Excerpted passage =>
---+---

Plans are to initially take up about two-thirds of the 15th floor in Liberty Tower, which is the third tallest building in Chattanooga. Republic Centre, next door on Chestnut Street, is the tallest while the Truist (SunTrust) Bank Building is second on Market.

Charles Wood, the Chattanooga Area Chamber of Commerce's vice president for economic development, said leaders in the greater Chattanooga area find that it competes with the Atlanta metro region more often these days.

"As a midsized city with a labor pool of more than 1 million people in the surrounding 15 counties, we continue to grow our reputation for offering easy access to the great outdoors and for a quality of life that, for many people, surpasses that of a large metro," said Wood.

Turgeon said MFG's administrative employees currently are housed in one of its Dalton plants, but the company needs more capacity. Officials did a search from Chattanooga to Atlanta and points between and picked the Scenic City "as the best place for us to be."

---+---

Entries =>
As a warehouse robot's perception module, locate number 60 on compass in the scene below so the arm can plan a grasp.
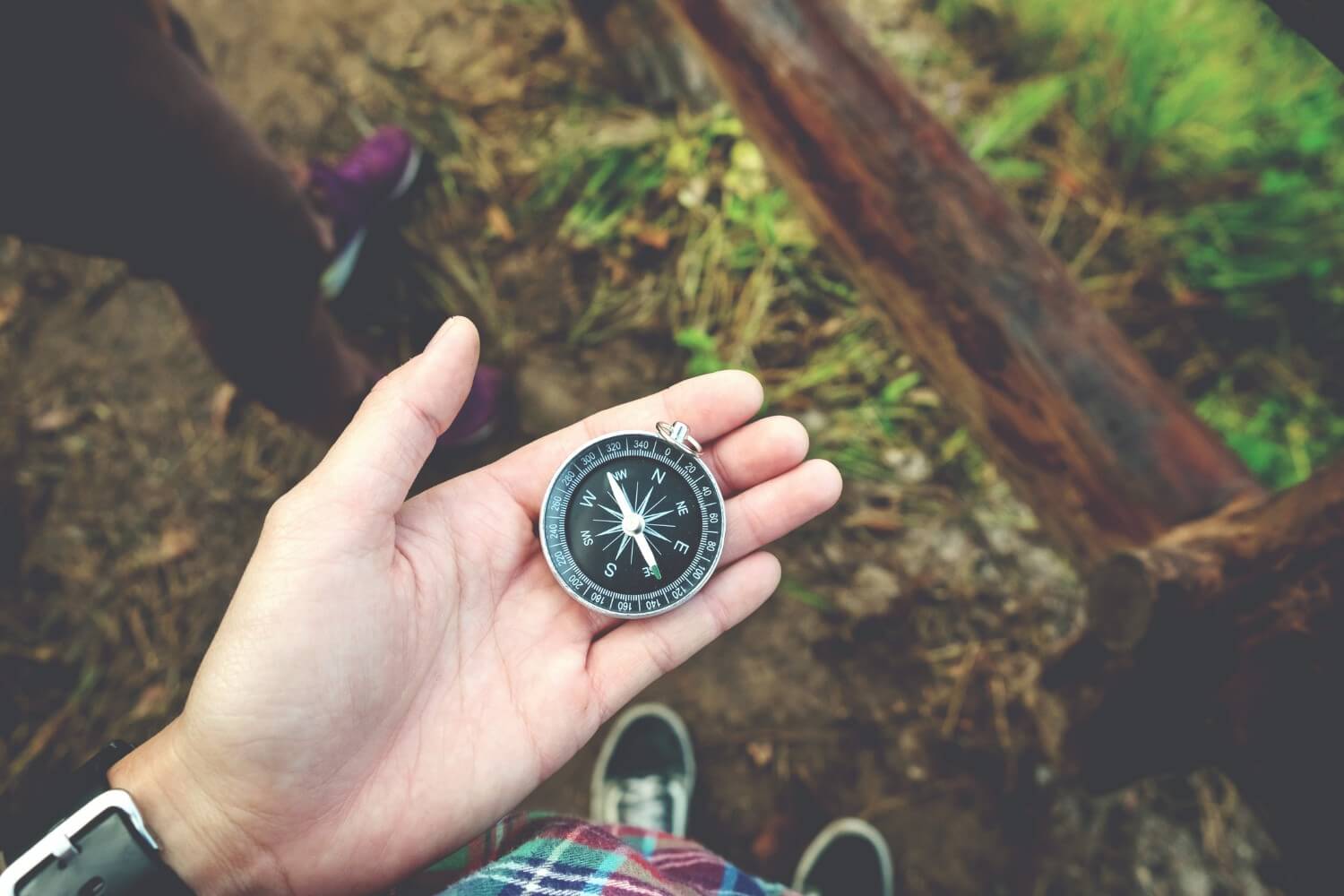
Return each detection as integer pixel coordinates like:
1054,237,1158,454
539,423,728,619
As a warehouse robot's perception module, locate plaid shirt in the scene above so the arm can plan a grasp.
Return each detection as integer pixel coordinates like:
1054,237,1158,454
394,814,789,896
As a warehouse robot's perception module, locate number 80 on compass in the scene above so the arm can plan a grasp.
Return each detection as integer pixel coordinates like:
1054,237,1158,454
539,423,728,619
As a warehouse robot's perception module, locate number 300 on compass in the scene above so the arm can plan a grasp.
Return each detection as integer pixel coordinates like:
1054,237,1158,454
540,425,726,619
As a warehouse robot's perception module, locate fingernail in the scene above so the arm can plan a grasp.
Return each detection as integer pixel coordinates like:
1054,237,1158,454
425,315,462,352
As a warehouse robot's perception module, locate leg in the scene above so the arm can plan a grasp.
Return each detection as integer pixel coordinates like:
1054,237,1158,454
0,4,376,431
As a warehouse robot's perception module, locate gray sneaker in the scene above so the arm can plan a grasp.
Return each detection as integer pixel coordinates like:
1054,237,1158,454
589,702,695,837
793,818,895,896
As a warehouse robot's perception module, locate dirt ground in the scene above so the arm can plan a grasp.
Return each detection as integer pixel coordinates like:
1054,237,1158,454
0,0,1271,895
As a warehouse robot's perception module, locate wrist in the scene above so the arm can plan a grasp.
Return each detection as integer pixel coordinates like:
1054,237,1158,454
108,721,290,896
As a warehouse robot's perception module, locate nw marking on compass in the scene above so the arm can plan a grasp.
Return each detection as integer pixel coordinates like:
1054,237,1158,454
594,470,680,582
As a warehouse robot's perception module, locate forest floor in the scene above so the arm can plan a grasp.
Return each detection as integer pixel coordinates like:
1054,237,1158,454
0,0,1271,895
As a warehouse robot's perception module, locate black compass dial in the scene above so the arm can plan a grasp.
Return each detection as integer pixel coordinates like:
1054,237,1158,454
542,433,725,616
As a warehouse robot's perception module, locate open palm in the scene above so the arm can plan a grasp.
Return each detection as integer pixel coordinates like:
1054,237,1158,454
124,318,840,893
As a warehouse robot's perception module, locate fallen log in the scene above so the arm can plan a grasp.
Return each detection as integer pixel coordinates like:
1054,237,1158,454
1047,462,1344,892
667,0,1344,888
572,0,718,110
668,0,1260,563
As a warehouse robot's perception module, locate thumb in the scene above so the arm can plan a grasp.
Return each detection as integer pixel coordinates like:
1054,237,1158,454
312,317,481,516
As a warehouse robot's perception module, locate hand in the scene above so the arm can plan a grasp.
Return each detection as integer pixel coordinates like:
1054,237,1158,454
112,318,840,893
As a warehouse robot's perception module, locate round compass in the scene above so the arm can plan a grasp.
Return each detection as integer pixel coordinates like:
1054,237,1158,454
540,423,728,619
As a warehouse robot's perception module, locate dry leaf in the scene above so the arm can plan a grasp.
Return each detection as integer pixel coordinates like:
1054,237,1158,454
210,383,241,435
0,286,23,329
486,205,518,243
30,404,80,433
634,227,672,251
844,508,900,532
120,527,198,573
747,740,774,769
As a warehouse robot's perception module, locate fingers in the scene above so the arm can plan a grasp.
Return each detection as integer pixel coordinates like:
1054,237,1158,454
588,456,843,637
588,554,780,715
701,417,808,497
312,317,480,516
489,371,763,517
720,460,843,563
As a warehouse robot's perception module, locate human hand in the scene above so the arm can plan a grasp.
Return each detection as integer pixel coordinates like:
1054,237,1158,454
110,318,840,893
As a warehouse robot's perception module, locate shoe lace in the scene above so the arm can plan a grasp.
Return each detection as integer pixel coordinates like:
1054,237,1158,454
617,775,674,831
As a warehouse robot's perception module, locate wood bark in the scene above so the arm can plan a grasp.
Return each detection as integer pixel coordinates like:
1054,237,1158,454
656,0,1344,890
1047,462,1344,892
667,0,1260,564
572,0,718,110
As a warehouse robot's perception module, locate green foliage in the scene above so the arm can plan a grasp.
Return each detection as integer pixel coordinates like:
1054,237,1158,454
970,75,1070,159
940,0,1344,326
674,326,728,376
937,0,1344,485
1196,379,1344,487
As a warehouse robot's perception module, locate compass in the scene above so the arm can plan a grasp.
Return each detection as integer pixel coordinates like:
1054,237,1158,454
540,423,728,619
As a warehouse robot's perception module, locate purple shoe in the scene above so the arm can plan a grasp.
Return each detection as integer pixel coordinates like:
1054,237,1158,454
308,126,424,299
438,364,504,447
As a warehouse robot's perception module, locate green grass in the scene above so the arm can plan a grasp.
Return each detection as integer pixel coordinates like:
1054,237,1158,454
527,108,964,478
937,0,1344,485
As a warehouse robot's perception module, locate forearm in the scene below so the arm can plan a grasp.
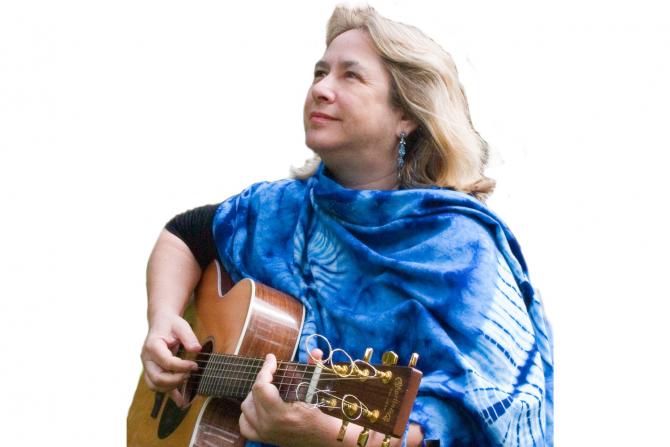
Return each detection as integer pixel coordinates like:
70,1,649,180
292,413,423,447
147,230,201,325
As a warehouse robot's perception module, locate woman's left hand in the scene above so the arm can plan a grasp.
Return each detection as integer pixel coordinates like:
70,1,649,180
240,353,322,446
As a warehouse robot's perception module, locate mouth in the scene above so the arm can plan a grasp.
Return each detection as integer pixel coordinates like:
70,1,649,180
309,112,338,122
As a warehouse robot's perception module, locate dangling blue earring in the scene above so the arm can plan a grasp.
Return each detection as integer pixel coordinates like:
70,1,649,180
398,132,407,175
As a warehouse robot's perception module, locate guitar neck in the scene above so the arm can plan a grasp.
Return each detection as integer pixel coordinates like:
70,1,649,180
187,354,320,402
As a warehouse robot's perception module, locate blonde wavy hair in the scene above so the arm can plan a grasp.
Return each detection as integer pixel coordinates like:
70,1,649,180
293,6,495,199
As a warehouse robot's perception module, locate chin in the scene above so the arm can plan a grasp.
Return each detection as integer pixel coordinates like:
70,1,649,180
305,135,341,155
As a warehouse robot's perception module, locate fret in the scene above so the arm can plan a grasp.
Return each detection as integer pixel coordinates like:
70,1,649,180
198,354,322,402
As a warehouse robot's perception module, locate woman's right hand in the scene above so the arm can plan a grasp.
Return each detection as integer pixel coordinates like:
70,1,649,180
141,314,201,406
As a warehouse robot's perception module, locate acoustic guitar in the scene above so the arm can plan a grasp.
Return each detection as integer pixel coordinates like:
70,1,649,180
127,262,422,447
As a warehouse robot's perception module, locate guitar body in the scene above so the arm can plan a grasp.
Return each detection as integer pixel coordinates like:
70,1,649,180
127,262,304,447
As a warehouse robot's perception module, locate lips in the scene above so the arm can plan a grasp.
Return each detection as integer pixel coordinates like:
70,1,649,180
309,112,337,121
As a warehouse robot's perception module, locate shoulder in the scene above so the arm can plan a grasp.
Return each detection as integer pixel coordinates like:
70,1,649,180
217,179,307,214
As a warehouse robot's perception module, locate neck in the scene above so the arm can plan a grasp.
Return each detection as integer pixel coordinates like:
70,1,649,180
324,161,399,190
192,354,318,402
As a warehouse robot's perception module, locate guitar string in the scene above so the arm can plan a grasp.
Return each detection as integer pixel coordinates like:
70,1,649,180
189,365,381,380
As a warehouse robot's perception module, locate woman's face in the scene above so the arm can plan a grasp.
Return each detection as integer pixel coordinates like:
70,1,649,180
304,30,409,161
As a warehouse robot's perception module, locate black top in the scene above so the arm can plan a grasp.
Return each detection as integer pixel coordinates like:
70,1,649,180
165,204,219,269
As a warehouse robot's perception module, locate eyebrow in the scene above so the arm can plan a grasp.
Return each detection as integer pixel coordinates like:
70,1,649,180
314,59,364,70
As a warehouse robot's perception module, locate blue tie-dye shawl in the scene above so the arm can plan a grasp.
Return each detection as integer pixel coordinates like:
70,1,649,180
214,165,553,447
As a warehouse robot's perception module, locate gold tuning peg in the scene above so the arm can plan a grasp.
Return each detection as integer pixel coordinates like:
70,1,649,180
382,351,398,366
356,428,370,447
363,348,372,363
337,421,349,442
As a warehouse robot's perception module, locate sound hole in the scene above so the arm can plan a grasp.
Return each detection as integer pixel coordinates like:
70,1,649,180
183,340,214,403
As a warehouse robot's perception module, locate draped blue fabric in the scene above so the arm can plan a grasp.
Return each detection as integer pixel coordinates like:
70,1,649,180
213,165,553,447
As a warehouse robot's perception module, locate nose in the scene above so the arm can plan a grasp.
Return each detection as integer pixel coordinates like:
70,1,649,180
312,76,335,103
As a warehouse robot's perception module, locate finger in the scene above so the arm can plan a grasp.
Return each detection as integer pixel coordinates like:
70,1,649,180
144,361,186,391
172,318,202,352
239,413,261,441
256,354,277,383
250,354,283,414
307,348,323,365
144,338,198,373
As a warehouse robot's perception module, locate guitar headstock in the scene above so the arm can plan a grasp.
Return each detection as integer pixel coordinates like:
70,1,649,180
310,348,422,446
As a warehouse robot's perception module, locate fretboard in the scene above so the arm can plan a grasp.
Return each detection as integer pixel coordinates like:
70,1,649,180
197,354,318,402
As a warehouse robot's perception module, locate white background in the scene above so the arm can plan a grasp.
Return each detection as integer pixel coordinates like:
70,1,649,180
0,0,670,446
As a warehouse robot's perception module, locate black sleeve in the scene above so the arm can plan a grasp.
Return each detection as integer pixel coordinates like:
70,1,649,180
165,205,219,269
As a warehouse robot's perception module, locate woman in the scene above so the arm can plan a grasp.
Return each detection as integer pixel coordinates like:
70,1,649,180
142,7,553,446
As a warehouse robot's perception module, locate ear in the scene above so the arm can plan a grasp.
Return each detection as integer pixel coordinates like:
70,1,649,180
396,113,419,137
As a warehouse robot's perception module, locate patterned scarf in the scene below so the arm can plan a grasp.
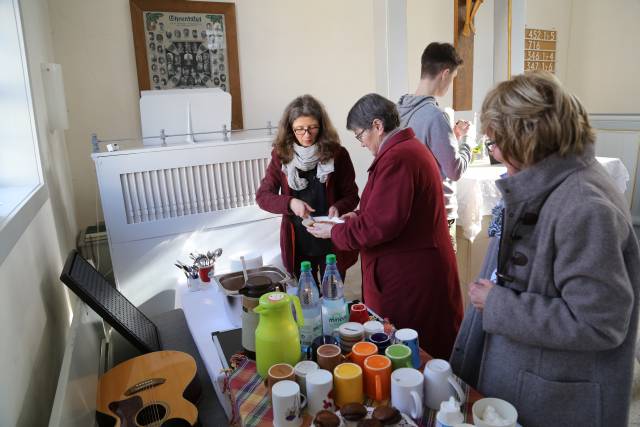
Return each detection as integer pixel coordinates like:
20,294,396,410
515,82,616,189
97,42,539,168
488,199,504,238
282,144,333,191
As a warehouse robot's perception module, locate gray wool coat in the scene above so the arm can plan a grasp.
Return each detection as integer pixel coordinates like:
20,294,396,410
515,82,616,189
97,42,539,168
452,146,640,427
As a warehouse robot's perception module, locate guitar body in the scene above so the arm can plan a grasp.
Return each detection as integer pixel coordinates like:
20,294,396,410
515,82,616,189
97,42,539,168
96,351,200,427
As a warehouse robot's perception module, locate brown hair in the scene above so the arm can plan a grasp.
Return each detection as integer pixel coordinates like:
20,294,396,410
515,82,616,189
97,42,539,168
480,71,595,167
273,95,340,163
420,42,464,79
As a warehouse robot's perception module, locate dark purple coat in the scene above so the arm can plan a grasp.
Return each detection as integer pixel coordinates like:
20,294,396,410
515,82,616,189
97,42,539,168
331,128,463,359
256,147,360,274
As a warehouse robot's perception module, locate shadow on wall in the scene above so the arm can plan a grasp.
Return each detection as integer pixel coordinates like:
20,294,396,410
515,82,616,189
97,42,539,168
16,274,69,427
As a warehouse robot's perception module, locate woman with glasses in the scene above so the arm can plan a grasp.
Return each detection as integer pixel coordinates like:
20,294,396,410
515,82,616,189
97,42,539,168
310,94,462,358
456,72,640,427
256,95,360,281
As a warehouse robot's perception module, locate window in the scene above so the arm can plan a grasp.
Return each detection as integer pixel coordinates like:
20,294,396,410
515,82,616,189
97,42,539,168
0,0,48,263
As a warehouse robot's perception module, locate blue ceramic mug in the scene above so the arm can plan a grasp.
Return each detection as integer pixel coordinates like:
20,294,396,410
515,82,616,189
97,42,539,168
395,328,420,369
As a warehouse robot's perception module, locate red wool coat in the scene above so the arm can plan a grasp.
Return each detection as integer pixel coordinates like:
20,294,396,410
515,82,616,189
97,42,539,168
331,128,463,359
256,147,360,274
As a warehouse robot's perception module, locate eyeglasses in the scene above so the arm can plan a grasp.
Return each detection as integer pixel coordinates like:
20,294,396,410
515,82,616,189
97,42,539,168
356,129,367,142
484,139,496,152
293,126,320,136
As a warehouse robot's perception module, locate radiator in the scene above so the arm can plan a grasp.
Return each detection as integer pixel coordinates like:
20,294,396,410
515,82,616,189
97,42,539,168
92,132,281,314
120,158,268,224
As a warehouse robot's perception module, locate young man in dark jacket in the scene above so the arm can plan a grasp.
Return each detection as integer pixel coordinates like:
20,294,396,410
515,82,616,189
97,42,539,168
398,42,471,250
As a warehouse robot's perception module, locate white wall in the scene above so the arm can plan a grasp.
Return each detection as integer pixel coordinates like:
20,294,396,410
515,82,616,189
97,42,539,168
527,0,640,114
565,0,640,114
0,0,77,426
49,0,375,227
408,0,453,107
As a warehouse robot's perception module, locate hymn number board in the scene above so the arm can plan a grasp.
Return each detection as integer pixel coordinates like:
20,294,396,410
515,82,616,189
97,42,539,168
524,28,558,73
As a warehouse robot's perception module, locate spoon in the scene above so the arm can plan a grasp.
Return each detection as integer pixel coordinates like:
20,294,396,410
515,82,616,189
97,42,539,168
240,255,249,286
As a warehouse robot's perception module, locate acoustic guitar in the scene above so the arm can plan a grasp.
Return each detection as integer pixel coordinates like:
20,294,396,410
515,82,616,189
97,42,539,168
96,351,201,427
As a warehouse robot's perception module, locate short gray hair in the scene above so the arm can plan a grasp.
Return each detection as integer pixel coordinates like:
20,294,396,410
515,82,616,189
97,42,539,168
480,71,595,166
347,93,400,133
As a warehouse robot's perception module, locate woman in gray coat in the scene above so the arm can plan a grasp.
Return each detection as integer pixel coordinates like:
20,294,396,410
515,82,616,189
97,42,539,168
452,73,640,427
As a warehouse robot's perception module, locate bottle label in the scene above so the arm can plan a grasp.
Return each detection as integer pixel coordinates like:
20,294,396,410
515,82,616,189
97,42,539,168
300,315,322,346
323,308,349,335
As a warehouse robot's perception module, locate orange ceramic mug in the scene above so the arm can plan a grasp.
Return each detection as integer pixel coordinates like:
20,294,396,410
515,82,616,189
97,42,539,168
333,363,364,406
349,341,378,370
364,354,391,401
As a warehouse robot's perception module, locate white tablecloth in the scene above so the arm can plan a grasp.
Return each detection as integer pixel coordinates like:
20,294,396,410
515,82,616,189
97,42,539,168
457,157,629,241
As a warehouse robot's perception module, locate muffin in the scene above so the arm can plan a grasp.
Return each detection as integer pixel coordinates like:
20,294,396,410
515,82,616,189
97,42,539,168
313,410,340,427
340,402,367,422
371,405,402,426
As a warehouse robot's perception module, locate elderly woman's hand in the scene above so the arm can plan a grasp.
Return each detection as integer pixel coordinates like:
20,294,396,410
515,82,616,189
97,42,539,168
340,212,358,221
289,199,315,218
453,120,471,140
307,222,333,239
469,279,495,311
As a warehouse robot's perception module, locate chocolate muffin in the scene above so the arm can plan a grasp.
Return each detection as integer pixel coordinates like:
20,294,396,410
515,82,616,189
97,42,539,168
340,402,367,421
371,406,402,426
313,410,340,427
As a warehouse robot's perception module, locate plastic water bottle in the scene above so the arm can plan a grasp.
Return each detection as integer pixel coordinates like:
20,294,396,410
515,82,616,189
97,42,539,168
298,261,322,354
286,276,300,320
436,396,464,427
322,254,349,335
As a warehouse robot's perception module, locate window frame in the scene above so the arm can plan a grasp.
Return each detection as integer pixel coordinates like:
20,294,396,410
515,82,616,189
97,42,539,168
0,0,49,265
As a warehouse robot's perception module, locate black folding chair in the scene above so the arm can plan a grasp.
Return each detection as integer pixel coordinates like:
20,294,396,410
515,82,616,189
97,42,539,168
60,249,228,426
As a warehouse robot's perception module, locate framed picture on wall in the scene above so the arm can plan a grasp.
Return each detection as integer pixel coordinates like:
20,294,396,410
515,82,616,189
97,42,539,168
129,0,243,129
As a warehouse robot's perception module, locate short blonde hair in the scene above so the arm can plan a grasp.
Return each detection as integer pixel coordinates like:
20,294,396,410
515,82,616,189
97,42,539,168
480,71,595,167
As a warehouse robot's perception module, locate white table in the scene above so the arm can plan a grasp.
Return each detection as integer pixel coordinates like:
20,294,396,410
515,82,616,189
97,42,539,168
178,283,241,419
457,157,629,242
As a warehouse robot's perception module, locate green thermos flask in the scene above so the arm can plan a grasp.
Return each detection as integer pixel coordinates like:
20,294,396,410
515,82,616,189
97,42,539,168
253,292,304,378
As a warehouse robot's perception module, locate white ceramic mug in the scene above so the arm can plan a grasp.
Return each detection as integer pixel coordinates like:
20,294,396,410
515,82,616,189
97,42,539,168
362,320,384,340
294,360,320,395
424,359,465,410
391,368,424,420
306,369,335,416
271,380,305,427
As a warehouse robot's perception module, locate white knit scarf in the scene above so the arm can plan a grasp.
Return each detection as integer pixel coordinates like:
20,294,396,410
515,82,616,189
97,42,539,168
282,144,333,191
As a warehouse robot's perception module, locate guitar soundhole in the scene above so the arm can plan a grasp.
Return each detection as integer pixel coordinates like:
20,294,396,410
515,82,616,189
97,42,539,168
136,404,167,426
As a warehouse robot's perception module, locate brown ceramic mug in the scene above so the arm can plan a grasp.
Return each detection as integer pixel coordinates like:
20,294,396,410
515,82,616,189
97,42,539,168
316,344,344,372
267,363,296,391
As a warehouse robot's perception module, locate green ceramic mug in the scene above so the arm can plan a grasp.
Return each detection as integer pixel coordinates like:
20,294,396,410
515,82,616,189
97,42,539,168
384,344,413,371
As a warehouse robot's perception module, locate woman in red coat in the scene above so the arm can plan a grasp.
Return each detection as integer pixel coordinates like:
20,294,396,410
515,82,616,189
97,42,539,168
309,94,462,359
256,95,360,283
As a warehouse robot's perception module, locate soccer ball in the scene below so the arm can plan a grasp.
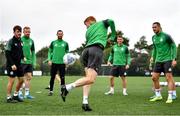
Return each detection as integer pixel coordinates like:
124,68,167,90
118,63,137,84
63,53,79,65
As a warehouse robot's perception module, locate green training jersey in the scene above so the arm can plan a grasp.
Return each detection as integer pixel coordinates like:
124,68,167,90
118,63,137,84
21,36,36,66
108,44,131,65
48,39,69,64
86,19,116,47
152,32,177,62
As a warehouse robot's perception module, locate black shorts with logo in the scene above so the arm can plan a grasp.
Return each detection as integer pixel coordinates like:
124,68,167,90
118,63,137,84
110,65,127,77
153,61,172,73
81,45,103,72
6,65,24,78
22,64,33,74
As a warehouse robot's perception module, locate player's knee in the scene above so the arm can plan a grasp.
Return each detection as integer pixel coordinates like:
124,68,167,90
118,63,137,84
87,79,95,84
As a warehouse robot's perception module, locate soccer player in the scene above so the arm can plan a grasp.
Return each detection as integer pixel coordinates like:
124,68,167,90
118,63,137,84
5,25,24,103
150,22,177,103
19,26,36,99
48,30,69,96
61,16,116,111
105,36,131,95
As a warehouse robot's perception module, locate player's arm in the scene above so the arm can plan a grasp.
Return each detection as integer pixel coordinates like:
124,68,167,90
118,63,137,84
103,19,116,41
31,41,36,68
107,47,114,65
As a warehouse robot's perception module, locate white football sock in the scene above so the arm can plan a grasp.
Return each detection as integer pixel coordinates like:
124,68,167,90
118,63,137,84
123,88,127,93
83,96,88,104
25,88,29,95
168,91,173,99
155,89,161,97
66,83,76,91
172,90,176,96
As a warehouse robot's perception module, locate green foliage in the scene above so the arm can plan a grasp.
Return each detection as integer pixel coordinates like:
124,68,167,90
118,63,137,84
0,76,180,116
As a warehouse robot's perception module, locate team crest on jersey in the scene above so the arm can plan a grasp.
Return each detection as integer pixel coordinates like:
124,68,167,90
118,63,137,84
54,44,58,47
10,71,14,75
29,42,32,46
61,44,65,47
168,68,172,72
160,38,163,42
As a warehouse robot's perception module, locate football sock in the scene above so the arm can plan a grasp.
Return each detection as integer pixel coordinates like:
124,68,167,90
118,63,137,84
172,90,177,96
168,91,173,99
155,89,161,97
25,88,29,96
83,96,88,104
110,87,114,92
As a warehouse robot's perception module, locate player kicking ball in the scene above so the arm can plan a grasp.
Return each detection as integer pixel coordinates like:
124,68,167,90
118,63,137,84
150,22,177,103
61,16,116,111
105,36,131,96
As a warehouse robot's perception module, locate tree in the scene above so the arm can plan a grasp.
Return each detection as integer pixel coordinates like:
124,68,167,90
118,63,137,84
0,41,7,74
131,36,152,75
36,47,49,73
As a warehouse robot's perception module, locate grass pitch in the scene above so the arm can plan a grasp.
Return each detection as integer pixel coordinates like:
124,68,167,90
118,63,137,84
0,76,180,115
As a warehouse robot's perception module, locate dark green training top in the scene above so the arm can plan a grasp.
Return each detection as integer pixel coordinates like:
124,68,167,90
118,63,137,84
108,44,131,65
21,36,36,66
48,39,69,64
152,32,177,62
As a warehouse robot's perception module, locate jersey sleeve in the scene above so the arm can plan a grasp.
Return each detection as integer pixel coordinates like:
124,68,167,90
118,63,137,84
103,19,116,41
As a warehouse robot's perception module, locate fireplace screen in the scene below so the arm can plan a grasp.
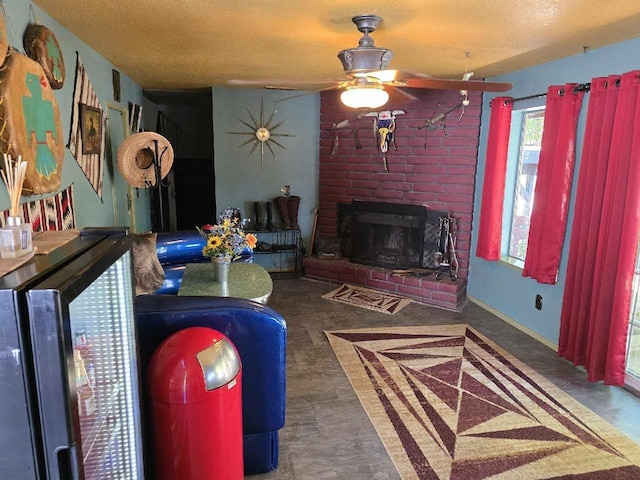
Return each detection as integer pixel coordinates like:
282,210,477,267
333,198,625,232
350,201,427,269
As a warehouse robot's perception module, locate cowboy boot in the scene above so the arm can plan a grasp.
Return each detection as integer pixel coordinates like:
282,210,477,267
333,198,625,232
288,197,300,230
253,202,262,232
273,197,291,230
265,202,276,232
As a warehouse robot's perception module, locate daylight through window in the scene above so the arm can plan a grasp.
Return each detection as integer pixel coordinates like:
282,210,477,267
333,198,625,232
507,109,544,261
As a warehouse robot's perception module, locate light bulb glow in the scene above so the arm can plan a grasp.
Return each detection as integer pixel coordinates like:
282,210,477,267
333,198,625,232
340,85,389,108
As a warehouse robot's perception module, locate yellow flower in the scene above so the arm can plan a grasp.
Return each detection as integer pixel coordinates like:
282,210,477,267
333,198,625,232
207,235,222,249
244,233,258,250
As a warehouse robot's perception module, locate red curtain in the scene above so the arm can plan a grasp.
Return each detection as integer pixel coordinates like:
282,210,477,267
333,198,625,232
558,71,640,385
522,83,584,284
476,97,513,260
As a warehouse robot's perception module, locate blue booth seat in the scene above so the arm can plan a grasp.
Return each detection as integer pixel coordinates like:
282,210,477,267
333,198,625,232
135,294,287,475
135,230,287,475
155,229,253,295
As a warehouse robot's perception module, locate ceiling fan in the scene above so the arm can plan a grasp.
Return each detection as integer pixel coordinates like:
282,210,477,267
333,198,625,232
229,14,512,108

---+---

Exercise prompt =>
Reproduce, word for word, the stretch of the Chattanooga office passage from "Plans are to" through "often these days.". Work solely from the Chattanooga office passage.

Result =>
Plans are to initially take up about two-thirds of the 15th floor in Liberty Tower, which is the third tallest building in Chattanooga. Republic Centre, next door on Chestnut Street, is the tallest while the Truist (SunTrust) Bank Building is second on Market.

Charles Wood, the Chattanooga Area Chamber of Commerce's vice president for economic development, said leaders in the greater Chattanooga area find that it competes with the Atlanta metro region more often these days.